(Named object pointing listing)

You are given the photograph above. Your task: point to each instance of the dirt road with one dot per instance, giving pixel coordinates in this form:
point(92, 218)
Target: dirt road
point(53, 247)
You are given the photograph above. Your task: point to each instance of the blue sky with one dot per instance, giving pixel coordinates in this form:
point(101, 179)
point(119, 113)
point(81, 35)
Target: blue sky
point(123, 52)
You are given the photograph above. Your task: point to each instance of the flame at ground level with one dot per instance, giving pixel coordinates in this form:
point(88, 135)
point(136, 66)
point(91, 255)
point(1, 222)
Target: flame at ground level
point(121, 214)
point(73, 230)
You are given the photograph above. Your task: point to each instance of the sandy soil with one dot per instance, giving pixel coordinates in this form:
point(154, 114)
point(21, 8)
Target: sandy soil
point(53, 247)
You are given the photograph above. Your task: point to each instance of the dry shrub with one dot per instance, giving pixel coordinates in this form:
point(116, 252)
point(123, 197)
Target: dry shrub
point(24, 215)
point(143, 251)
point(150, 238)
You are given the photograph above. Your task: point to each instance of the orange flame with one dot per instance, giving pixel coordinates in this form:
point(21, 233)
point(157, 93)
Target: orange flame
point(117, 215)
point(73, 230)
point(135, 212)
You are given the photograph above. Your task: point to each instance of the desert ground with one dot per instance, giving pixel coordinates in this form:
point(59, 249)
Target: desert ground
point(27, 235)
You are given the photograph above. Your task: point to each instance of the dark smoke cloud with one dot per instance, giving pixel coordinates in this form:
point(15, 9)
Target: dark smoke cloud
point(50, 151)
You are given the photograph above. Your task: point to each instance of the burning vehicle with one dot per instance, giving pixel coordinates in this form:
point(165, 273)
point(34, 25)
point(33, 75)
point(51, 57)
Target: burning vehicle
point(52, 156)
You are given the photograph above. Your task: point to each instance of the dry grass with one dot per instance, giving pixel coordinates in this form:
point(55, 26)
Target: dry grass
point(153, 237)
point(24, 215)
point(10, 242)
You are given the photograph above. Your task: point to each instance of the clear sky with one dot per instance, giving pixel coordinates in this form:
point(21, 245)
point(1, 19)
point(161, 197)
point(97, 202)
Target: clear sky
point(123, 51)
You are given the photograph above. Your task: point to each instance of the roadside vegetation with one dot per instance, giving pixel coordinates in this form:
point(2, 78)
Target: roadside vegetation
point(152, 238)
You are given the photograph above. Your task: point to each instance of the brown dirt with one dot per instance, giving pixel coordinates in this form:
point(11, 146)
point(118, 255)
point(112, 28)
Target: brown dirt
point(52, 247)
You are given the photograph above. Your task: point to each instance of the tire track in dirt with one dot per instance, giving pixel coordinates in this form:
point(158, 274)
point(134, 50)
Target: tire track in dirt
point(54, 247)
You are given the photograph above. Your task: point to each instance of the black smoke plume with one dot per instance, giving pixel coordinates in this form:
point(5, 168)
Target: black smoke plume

**EXERCISE DIRECTIONS:** Can you rewrite the whole listing, replacing each "one dot per instance" with "a single dot per instance" and leaving everything else as it is?

**EXPECTED OUTPUT:**
You are given the photograph above. Your task: point to each instance of the dirt road with a single dot per instance, giving pixel coordinates in this form:
point(92, 218)
Target: dirt road
point(53, 247)
You are given the photograph above. Your task: point to each instance of the blue sky with a single dot per instance, giving pixel coordinates in this form:
point(101, 179)
point(119, 113)
point(81, 35)
Target: blue sky
point(123, 52)
You are given the photograph above. Your task: point to each instance of the flame at ground level with a single dot per instance, giving pixel coordinates in this form:
point(88, 135)
point(136, 66)
point(91, 255)
point(1, 222)
Target: flame at ground level
point(121, 214)
point(73, 230)
You are given the photograph above. Your task: point to each instance of the sandy soil with a single dot per instance, giving pixel coordinates in this form:
point(154, 114)
point(21, 8)
Target: sandy soil
point(53, 247)
You are given the photograph above. Your task: point to each instance of the dry shrub with a single dot per instance, giving pixel coordinates in this form:
point(116, 252)
point(123, 197)
Target: dry shrub
point(24, 215)
point(143, 251)
point(150, 238)
You are given the photograph above. Your task: point to each instance of the orange flame with a single dot per instance, giving pixel coordinates in this form:
point(21, 233)
point(157, 93)
Target: orange flame
point(117, 215)
point(73, 230)
point(135, 212)
You are given the photograph above. Your task: point to each instance of the desert ground with a single dot per instance, giving pixel coordinates in this form:
point(59, 249)
Target: desert ground
point(27, 235)
You are given the photograph above. Your task: point to each instance of the dark smoke cloud with a single dot per instance, giving pixel coordinates in this form:
point(15, 9)
Target: dark smoke cloud
point(50, 151)
You are given the photograph above. Your task: point to each instance of the burning vehicle with a single dot per instance, giving pixel coordinates in this form:
point(165, 273)
point(34, 25)
point(33, 75)
point(51, 57)
Target: burning vehicle
point(52, 156)
You are given the photograph above. Your task: point to each instance of the dry grass with a single dot per instance, giving pixel coordinates in this form:
point(55, 26)
Target: dry grass
point(153, 237)
point(24, 215)
point(10, 242)
You are given the photograph above. Your task: point to each instance of the clear sky with a single dot per instance, giving pixel coordinates in this form:
point(21, 245)
point(1, 19)
point(161, 197)
point(97, 202)
Target: clear sky
point(123, 51)
You are given the photograph above. Your task: point to each instance of the roadside vegetation with a single dot per instance, giving pixel coordinates in this form:
point(2, 78)
Target: roadside vegetation
point(152, 238)
You are given the photograph above. Your task: point to each instance of the brown dirt with a single dot per instance, giving pixel coordinates in this form:
point(11, 146)
point(118, 255)
point(112, 28)
Target: brown dirt
point(52, 247)
You are given the photograph above. Your task: point to each instance of the tire track in dirt with a single dot per instance, giving pixel coordinates in this form:
point(158, 274)
point(134, 50)
Target: tire track in dirt
point(54, 247)
You are given the photograph above. Your task: point to each instance of the black smoke plume with a single dot per instance, giving pixel coordinates in this form:
point(5, 168)
Target: black smoke plume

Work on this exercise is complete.